▶ Directive A: List each duty that the Code of Ethics for Senior Executives and Senior Finance Officers places on the personnel who sign it, according to the passage on Time Warner's ethics codes and employee screening.
▶ Directive B: Carry on the passage on Time Warner's ethics codes and AOL's employee screening, starting after its last sentence.

▶ Given passage:
= = = =
Time Warner maintains an additional Code of Ethics for Senior Executives
and Senior Finance Officers. The Company requires the Time Warner CEO, group
chairpersons, President, COO, CFO, Controller, Deputy Controller, and
senior-most tax executive (and others performing similar senior executive
functions from time to time in the future) to review and sign the Code of
Ethics. The Company also requires the CFO and Controller of each principal
division (including AOL) to review and sign the Code of Ethics. The Code
obligates these personnel to, inter alia, promote honest and ethical conduct;
promote full, fair, accurate, timely, and understandable disclosures; comply
with applicable laws, rules, and regulations; report promptly any possible
violations of the Code of Ethics to the Time Warner Compliance Officer or any of
the parties or channels listed in the Standards of Business Conduct; and refrain
from taking actions intended to mislead the Company's internal accountants or
outside auditors. Senior employees and employees likely to have access to
material non-public information must also abide by Time Warner's Supplemental
Trading Policies.
Time Warner has also created a Code of Ethics for its non-employee
directors, which incorporates relevant provisions of the Standards of Business
Conduct and conflicts of interest rules.
B. Employee Screening and Monitoring
AOL screens new employees before they are hired. All domestic employees
undergo a criminal background check prior to employment. AOL is in the process
of implementing an enhanced background check process for all domestic new hires
and internal promotions to positions of substantial authority.
AOL also requires all employees at the Vice President level and above to
complete and return a Conflicts of Interest Questionnaire, which addresses
matters such as investments in AOL competitors and partners, gifts from business
partners, and nepotism. By completing the questionnaire, AOL employees
acknowledge that their responsibilities include an obligation to report any
fraudulent conduct or other dishonesty in their area of supervision to their
supervisor (who is required to forward reports of wrongdoing to the AOL Business
Conduct & Compliance group (discussed below)), the AOL General Counsel and
Compliance Officer, or the Business Conduct & Compliance group.
= = = =
▶ Supplied information:
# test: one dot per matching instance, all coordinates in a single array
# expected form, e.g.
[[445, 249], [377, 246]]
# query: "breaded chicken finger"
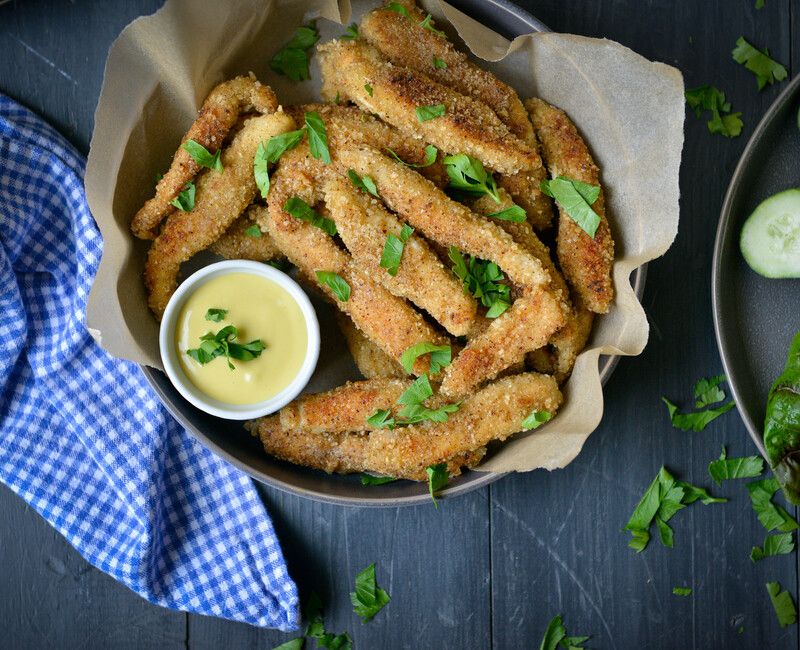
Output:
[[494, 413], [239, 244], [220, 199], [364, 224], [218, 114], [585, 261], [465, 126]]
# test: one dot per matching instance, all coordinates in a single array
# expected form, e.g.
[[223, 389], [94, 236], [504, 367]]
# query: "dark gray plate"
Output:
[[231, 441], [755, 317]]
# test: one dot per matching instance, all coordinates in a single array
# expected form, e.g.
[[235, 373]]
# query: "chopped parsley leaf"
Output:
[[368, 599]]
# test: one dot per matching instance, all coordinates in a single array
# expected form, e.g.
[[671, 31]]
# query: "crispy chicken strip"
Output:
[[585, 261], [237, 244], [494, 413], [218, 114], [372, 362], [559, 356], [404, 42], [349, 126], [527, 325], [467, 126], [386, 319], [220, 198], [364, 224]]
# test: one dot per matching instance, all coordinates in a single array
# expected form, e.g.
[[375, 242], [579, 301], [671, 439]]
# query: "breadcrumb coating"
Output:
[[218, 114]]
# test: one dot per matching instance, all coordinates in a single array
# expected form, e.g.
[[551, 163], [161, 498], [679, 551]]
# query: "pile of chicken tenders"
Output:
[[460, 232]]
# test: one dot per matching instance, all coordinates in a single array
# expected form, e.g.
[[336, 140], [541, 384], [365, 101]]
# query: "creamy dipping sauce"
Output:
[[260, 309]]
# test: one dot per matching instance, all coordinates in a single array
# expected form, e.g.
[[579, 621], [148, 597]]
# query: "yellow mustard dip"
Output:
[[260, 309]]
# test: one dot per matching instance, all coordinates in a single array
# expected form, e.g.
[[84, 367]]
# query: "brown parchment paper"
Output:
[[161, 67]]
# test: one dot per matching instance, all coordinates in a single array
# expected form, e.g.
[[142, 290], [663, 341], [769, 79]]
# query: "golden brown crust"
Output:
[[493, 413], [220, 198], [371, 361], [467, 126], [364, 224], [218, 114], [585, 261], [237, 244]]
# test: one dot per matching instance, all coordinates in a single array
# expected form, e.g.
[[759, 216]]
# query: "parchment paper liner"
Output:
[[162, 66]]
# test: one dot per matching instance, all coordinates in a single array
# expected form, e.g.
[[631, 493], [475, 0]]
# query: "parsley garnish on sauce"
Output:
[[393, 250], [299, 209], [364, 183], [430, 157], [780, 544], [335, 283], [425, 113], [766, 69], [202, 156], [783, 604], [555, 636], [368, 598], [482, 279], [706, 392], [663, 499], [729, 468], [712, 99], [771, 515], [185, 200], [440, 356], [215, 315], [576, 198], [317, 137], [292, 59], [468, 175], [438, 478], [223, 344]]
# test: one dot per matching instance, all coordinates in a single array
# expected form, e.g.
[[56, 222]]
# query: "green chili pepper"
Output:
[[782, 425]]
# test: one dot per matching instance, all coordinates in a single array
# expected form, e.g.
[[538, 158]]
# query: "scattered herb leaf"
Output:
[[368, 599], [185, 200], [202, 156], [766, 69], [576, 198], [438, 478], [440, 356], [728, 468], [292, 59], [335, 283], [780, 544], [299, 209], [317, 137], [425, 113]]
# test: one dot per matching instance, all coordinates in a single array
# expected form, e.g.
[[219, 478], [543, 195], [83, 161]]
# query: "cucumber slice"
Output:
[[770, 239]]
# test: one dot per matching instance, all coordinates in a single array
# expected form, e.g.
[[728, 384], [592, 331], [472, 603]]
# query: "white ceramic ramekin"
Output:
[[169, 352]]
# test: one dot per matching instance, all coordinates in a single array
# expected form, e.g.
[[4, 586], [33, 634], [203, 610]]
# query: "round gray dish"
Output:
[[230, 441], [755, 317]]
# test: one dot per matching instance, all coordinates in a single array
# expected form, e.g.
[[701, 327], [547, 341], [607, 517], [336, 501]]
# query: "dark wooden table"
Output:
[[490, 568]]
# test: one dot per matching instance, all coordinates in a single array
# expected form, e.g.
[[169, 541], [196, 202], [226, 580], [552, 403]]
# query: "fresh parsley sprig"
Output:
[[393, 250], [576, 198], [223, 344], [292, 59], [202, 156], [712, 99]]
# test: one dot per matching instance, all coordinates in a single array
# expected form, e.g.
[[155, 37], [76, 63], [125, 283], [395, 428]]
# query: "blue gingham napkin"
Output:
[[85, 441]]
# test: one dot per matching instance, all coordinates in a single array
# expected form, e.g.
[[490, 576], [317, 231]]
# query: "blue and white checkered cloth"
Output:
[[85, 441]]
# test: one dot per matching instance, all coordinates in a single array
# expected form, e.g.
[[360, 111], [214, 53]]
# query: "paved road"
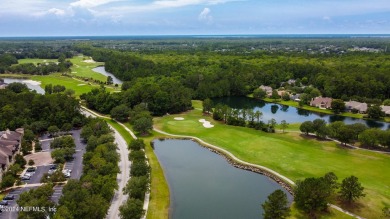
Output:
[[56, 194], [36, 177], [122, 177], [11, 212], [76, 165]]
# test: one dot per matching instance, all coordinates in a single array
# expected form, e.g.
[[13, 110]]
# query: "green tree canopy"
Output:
= = = =
▶ Response A:
- Promote honest and ethical conduct
- Promote full, fair, accurate, timely, and understandable disclosures
- Comply with applicable laws, rules, and regulations
- Report promptly any possible violations of the Code of Ethics to the Time Warner Compliance Officer or any of the parties or channels listed in the Standards of Business Conduct
- Refrain from taking actions intended to mislead the Company's internal accountants or outside auditors

▶ Response B:
2
X. Xxxxxxxxx and Monitoring Employee Integrity
1. AOL Division-level Monitoring and Enforcement
AOL monitors compliance with the Standards of Business Conduct through a
variety of means:
The Business Conduct & Compliance Group. In the summer of 2003, AOL hired
an Assistant General Counsel to focus full-time on integrating the Standards
into AOL's business. AOL has also formed the Business Conduct & Compliance
("BCC") group within the AOL Legal department. The BCC group coordinates
compliance issues AOL-wide to ensure consistency in the Standards' application,
and investigates all reports of potential wrongdoing (with the exception of EEO
and sexual harassment reports, which are referred to AOL's Human Resources
("HR") department).
The BCC group is AOL's principal clearinghouse for compliance information.
It receives compliance information from AOL's toll-free, anonymous help line and
from correspondence sent to the business compliance fax line and mail and email
addresses. The BCC group also receives information regarding business conduct
issues from the SBC Advisors (see below) and requests updates on business
conduct issues on a quarterly basis from other AOL departments, such as HR and
Finance. In addition, BCC members meet with representatives of the Time Warner
Internal Audit group on a quarterly basis to discuss any compliance issues
raised in internal audit reports.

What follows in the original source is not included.